• _Task goal_
Each record is to be repeated exactly as it stands below.

• _Working data_

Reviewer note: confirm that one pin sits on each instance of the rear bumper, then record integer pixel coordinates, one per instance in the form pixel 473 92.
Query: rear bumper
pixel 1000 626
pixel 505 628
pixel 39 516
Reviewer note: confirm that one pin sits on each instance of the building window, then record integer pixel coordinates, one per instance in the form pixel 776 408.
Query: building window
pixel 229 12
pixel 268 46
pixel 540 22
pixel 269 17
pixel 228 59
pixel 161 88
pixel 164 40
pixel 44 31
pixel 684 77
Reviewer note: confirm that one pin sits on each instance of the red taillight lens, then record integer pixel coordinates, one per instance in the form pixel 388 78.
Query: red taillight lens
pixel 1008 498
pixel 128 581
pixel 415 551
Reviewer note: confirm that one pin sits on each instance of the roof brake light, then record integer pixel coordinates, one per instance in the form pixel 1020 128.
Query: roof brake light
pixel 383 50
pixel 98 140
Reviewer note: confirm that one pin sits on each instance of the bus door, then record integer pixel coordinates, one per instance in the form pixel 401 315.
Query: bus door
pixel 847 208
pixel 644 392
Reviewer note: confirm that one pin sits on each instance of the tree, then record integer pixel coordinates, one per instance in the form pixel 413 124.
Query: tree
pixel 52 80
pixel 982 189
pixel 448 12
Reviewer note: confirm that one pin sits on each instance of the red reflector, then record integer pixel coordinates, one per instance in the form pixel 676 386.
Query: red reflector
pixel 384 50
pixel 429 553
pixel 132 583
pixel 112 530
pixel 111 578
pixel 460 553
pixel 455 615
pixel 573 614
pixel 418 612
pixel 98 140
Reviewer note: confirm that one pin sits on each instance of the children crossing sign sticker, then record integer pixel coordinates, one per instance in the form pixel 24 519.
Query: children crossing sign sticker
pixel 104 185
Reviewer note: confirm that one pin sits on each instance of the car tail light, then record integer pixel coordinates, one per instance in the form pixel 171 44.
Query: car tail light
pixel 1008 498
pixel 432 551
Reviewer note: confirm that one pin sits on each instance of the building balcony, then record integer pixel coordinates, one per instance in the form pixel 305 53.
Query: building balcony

• _Exercise answer_
Reviewer note: confirm that one pin sits on each instance of the rear bumper, then record integer pixel coordinates, one per instance in the form pixel 473 92.
Query: rear bumper
pixel 1000 626
pixel 505 628
pixel 39 516
Reviewer note: confirm that one pin sits on each instance of the building window, then record integer pixel coordinates, one per instance in the form pixel 776 408.
Query: building window
pixel 229 12
pixel 268 46
pixel 540 22
pixel 269 17
pixel 228 59
pixel 161 88
pixel 164 40
pixel 44 31
pixel 684 77
Reviewer note: confirm that one pin sits on each instance of the red taillight lens, then record integer pixel coordinates, one per instance in the form pixel 388 78.
Query: red taillight lens
pixel 1008 498
pixel 128 581
pixel 415 551
Reviewer note: confirm that one pin sits on each instance of the roof brake light, then record integer pixel coordinates, one per instance in the form pixel 1020 128.
Query: roof brake light
pixel 383 50
pixel 98 140
Reviewer note: confirm that one pin sits on each instance of the bus door, then record integer pixel coordinates, one per instance in the form pixel 401 315.
Query: bus door
pixel 847 208
pixel 644 392
Reviewer note: confirm that one pin sits on each instance of the tree, then record integer pixel coordinates, one per instance in the form pixel 413 124.
Query: tree
pixel 52 80
pixel 982 189
pixel 448 12
Reviewer note: confirm that one pin sits on each instance of the red reflector, then record integer pixel coordinates, one per instance in the form pixel 676 386.
Query: red reflector
pixel 384 50
pixel 429 553
pixel 132 583
pixel 112 530
pixel 111 578
pixel 460 553
pixel 455 615
pixel 573 614
pixel 418 612
pixel 98 140
Reviewer note: confirm that one pin sits on each instance of the children crossing sign sticker, then record integer pixel coordinates, one per instance in the form pixel 24 519.
Query: children crossing sign sticker
pixel 104 185
Reviewer note: confirm that one pin sits on each instance of the car tail light, then record integer pixel coordinates, one per instance in the form pixel 171 44.
Query: car tail light
pixel 1008 498
pixel 432 551
Reviewer note: confirm that one pin sits on each instance of the building balcony, then record integer pixel coordinates, one per instance in the form pixel 305 53.
Query: building balcony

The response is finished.